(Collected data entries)
▼
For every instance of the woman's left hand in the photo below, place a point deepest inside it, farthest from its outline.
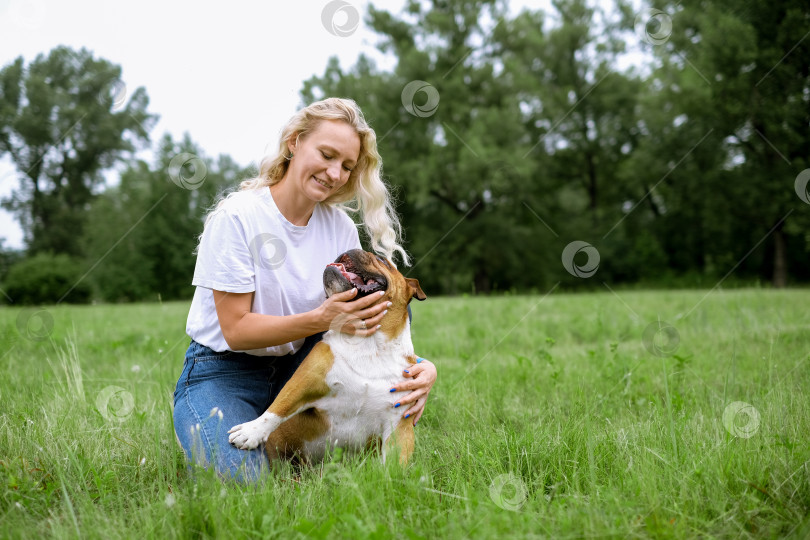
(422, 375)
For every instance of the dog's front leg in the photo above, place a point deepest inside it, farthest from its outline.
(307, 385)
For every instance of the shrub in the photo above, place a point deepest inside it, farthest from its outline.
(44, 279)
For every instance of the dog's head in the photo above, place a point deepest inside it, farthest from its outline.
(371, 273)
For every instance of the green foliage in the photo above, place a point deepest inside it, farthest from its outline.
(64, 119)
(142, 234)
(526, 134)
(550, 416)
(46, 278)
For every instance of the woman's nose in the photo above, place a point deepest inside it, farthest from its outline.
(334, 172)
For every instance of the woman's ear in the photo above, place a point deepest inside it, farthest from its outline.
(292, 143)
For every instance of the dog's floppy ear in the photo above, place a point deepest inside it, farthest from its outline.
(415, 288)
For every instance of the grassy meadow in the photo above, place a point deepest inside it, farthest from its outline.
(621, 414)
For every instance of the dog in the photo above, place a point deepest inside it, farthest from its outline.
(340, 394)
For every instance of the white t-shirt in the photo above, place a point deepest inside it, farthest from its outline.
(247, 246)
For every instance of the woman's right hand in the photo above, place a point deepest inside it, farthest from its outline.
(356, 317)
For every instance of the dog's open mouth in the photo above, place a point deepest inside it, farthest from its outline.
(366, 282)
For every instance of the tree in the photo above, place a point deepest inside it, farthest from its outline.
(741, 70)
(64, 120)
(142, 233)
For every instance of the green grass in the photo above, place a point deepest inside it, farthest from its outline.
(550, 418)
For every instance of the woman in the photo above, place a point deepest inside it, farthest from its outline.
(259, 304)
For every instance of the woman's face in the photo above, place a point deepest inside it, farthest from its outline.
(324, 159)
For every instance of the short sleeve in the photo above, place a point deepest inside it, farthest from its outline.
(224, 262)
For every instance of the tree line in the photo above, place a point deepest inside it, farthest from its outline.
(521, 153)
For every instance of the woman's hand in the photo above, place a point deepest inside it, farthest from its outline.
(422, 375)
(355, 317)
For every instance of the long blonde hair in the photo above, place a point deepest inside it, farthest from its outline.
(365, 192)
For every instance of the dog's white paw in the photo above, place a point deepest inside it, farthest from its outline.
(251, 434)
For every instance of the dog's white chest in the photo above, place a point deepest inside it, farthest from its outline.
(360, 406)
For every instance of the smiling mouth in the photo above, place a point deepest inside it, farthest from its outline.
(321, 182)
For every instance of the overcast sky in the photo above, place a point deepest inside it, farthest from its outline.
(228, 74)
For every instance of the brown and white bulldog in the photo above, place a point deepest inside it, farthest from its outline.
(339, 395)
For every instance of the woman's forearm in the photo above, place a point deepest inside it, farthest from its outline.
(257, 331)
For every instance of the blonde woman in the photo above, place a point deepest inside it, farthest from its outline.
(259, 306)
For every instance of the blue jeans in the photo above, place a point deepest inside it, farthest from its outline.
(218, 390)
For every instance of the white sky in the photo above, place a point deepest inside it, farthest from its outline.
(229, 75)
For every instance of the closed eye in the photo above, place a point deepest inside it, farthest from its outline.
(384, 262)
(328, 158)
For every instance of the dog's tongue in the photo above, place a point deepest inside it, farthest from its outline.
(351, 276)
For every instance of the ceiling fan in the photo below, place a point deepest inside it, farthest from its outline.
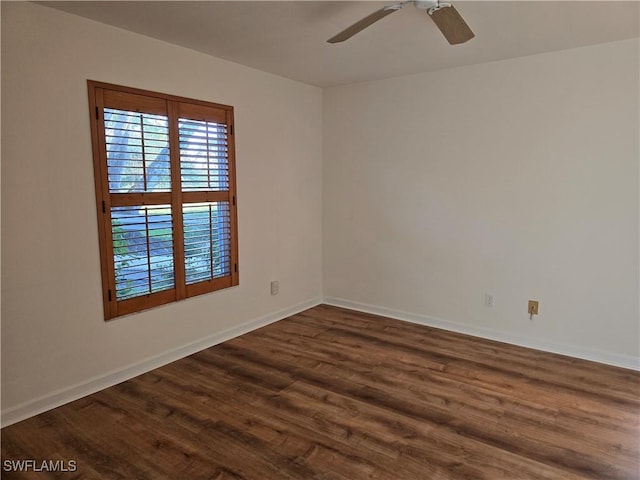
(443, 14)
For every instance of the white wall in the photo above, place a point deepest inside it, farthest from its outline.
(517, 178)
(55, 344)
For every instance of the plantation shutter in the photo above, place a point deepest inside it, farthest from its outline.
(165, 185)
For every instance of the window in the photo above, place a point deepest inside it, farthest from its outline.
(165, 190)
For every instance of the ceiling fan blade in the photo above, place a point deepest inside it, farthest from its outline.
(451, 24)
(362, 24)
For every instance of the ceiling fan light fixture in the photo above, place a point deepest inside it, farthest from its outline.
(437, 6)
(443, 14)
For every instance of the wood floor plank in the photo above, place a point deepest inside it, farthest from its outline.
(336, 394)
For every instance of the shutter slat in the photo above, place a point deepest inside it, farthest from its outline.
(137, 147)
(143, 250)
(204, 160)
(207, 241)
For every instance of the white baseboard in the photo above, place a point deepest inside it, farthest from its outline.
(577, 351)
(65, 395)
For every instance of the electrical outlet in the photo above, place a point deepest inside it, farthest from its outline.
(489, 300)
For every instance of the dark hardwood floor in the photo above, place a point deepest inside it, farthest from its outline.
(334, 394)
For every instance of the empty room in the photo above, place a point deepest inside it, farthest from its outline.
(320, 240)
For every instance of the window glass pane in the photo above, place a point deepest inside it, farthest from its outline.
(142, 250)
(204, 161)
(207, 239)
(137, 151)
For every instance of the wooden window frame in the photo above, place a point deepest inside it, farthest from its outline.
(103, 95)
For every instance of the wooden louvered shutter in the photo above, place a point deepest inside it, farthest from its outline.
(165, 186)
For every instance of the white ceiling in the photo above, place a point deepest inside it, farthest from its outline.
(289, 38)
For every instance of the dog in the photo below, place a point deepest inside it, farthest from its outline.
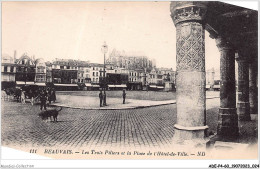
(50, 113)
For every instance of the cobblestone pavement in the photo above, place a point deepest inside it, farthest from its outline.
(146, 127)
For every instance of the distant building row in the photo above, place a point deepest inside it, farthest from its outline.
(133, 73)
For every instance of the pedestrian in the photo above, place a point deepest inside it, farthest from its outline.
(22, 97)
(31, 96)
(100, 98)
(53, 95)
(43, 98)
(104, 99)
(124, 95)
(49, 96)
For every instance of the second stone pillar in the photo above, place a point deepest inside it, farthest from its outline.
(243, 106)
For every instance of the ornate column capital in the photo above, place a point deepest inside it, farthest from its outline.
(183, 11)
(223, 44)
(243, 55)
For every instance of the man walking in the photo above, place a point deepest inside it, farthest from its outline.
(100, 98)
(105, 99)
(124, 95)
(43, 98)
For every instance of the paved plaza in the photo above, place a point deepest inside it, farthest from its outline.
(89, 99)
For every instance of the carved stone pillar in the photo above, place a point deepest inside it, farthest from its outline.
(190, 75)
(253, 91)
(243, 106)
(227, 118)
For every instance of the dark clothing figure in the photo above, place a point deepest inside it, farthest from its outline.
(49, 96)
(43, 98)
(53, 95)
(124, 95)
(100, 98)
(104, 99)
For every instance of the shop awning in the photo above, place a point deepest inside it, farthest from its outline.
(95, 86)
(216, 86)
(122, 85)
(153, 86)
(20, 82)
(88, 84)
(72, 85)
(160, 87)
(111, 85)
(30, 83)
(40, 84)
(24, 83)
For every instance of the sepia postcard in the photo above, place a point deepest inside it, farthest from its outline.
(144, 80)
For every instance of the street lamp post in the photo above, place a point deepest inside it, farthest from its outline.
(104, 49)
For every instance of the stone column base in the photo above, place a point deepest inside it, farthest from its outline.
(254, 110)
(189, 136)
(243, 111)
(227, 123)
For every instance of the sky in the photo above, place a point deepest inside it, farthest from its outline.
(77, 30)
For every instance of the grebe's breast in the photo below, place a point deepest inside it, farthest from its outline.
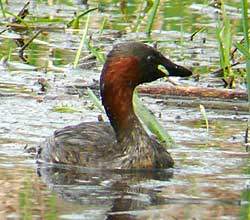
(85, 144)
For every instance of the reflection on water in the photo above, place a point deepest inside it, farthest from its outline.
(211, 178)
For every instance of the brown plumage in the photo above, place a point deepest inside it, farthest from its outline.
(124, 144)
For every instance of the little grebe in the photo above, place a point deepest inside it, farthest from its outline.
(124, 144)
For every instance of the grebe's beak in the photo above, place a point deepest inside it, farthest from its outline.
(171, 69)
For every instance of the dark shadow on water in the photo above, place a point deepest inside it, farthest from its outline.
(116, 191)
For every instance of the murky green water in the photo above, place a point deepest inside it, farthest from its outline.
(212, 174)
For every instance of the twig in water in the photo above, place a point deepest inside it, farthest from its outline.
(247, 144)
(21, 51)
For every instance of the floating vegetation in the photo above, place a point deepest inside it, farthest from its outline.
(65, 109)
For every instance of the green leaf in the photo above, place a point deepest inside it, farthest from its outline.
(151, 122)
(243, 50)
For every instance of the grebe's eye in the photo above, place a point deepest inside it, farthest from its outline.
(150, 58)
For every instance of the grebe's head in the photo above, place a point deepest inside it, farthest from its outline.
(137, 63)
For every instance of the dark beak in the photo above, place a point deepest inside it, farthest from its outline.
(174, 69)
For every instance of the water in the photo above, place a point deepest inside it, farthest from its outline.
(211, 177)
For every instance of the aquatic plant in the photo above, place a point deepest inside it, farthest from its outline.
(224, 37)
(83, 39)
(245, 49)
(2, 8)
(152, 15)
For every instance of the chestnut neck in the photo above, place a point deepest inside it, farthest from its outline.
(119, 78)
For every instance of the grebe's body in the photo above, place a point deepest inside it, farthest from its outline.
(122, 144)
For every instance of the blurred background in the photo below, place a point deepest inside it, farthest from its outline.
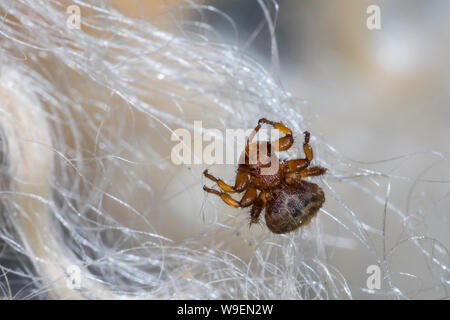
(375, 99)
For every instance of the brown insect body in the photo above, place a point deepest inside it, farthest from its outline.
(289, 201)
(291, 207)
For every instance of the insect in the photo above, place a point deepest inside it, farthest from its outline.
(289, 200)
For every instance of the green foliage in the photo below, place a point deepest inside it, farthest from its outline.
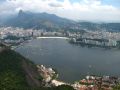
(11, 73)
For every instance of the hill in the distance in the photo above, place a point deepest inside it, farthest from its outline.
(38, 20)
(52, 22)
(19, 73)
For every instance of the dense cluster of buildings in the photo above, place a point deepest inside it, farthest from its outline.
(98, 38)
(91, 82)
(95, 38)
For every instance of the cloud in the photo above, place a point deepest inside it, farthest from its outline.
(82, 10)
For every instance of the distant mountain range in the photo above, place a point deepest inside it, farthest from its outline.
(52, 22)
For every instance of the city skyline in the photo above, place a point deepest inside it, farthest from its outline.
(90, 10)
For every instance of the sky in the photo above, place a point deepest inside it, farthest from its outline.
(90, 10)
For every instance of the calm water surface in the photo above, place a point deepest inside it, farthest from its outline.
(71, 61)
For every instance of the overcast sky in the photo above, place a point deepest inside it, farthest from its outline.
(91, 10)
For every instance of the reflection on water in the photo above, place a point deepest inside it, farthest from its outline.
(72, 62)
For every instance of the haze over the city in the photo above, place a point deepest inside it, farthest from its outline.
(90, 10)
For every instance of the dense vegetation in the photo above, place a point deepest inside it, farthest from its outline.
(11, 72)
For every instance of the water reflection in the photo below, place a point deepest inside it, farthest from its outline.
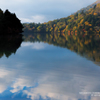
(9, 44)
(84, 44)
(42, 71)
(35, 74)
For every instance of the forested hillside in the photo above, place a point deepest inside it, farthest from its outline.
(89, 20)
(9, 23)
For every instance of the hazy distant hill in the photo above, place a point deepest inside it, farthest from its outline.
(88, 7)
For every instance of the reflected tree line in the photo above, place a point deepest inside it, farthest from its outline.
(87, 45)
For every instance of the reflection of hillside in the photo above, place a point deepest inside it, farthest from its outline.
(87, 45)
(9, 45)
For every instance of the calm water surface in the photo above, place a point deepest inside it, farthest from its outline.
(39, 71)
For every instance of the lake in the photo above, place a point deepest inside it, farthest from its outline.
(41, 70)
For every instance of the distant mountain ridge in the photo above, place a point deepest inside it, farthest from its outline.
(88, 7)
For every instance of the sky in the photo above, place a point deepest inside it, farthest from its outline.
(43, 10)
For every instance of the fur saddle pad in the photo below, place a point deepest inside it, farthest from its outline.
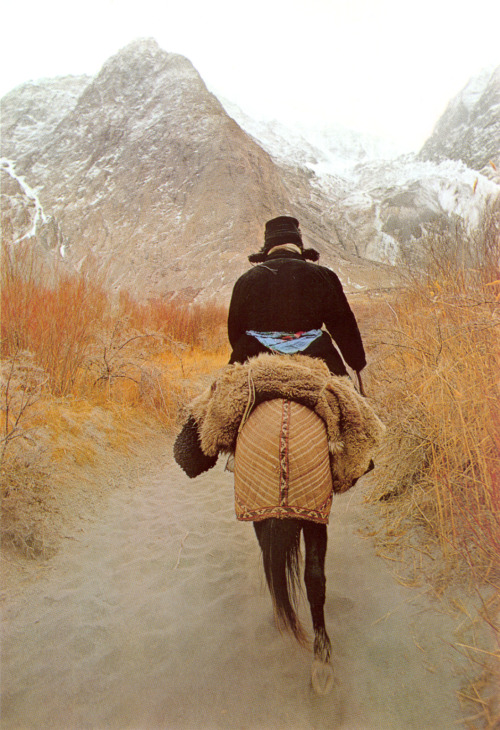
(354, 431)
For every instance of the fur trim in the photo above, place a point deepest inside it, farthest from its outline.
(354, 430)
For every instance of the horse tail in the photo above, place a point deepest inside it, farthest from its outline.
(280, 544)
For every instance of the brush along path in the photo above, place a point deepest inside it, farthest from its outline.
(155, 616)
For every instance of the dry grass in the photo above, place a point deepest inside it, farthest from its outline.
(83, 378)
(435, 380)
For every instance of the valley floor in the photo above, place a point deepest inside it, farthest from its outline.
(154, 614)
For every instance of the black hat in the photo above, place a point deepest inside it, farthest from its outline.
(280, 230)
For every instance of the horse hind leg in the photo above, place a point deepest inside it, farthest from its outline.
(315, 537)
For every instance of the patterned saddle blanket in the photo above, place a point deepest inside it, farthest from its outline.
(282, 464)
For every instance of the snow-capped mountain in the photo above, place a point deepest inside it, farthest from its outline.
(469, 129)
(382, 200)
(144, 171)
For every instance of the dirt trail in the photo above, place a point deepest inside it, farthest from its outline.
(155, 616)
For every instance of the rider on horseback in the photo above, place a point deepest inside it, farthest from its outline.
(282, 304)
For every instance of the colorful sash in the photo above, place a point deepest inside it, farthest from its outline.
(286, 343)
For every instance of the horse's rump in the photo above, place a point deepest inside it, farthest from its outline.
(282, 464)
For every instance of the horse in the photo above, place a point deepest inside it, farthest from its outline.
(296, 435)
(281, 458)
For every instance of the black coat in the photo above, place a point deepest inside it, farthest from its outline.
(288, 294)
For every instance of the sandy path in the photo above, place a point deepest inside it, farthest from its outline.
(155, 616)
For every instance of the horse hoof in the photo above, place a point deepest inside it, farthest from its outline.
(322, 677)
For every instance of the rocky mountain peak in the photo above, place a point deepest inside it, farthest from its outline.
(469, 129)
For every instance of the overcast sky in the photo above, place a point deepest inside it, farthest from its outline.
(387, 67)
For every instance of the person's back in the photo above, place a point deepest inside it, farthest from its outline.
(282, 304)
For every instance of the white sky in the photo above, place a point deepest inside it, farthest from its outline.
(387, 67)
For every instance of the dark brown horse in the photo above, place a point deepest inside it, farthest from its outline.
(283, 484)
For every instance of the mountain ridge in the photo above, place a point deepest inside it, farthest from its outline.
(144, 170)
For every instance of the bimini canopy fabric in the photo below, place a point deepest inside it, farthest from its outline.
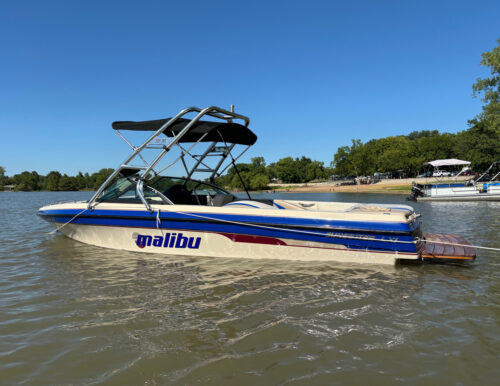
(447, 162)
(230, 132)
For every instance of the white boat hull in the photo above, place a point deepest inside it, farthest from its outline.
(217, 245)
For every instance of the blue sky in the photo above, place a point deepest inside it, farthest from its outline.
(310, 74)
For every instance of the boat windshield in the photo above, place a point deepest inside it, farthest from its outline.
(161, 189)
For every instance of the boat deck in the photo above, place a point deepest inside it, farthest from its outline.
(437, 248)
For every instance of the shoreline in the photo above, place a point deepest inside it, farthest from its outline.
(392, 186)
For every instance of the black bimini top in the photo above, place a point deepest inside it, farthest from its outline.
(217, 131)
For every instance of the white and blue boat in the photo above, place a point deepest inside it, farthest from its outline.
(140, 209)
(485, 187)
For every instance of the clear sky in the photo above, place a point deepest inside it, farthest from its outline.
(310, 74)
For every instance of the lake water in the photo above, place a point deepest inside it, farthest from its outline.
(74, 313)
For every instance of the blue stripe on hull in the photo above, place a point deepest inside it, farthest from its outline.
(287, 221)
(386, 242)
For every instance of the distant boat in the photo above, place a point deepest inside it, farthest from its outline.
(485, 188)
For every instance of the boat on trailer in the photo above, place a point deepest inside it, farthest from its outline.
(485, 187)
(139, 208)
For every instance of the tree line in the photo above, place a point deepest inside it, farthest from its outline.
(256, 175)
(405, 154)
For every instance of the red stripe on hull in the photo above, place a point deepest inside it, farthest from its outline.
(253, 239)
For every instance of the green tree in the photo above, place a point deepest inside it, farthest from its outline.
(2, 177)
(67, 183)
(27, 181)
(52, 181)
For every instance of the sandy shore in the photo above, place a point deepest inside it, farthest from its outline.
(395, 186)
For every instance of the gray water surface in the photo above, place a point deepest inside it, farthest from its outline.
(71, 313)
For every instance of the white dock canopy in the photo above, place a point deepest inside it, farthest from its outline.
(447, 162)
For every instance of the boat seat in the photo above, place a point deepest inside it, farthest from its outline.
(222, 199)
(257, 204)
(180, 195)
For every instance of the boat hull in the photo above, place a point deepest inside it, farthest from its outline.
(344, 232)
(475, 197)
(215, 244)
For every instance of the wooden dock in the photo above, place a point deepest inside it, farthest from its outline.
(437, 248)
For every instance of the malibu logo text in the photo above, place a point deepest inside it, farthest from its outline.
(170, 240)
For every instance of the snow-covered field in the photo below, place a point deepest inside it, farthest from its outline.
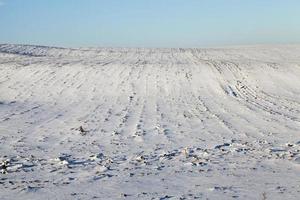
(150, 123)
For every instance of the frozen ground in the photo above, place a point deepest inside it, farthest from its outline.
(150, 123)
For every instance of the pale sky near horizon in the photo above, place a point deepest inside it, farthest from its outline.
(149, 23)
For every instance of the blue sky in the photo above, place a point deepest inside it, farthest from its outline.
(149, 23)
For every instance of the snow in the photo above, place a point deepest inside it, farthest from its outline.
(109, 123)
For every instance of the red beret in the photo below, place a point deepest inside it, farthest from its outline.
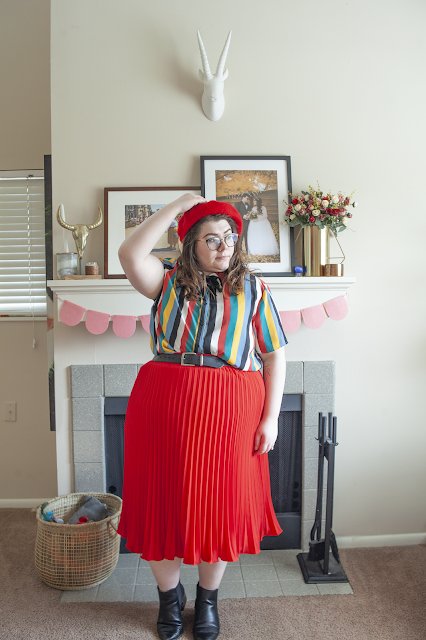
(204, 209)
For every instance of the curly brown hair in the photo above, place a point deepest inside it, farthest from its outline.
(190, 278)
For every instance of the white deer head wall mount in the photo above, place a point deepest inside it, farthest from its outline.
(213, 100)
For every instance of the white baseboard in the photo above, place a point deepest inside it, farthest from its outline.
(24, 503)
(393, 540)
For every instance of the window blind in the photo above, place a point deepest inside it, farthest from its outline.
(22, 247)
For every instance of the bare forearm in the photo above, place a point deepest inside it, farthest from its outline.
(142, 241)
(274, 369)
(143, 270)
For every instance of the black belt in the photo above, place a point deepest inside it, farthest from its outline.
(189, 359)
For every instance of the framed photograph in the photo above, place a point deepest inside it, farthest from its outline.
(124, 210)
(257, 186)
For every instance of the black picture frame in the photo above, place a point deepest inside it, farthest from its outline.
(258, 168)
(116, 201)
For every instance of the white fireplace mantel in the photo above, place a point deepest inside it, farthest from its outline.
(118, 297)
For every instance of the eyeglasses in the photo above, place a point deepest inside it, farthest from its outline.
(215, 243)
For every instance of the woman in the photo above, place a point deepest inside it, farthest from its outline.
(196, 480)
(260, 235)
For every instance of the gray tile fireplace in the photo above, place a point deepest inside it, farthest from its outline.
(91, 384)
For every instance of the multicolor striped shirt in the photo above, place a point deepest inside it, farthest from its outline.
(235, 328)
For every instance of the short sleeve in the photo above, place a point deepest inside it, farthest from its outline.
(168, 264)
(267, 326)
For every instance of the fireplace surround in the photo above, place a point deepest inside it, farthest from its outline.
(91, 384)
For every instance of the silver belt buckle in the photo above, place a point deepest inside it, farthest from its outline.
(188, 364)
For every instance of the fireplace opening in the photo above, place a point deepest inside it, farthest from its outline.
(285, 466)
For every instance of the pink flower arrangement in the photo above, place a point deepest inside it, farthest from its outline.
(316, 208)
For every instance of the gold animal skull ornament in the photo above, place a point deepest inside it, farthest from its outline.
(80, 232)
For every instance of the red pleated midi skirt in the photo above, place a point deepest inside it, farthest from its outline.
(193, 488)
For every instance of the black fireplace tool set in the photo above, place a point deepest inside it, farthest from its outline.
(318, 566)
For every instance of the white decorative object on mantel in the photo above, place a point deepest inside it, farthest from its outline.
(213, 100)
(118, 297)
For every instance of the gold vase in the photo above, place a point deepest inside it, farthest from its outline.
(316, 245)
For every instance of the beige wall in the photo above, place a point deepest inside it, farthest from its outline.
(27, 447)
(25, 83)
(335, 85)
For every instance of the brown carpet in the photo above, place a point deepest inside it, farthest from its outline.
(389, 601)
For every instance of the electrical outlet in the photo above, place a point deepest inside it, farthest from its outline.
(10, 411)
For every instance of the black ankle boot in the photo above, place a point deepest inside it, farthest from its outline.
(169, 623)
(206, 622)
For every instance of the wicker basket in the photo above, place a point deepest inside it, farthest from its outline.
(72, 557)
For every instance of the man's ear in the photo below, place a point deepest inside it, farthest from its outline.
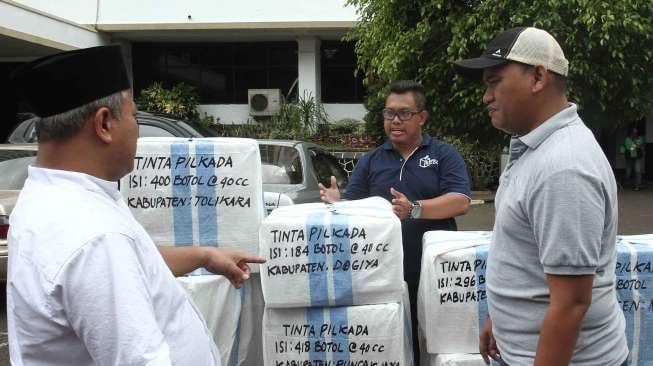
▲
**Exercise aim:** Copy the data above word for word, from the line that contains "For every instance of the gold vase" through the end of the data. Leave out the pictures.

**Exercise solution:**
For every instance of the gold vase in the photo above, place a point deepest inside it, farthest from its outline.
(316, 245)
For every instance of the beige wall in the photo above, place a point deepest inside it, farthest from its outline.
(27, 447)
(25, 83)
(335, 85)
For every instance of the brown carpet in the photo above, place a point deepest inside it, farthest from its outline.
(389, 601)
For every instance of the electrical outlet in the photo above, place a point deepest inside it, farthest from its outline.
(10, 411)
For every instance of the black ankle boot in the photo above, place a point deepest inside it, farthest from its outline.
(169, 623)
(206, 622)
For every instance of the wicker basket in the photo above, place a point deepest inside it, farthest from its outline.
(72, 557)
For every instance of the man's ear in the photo below, place a point deepest inside it, farthest from its outline.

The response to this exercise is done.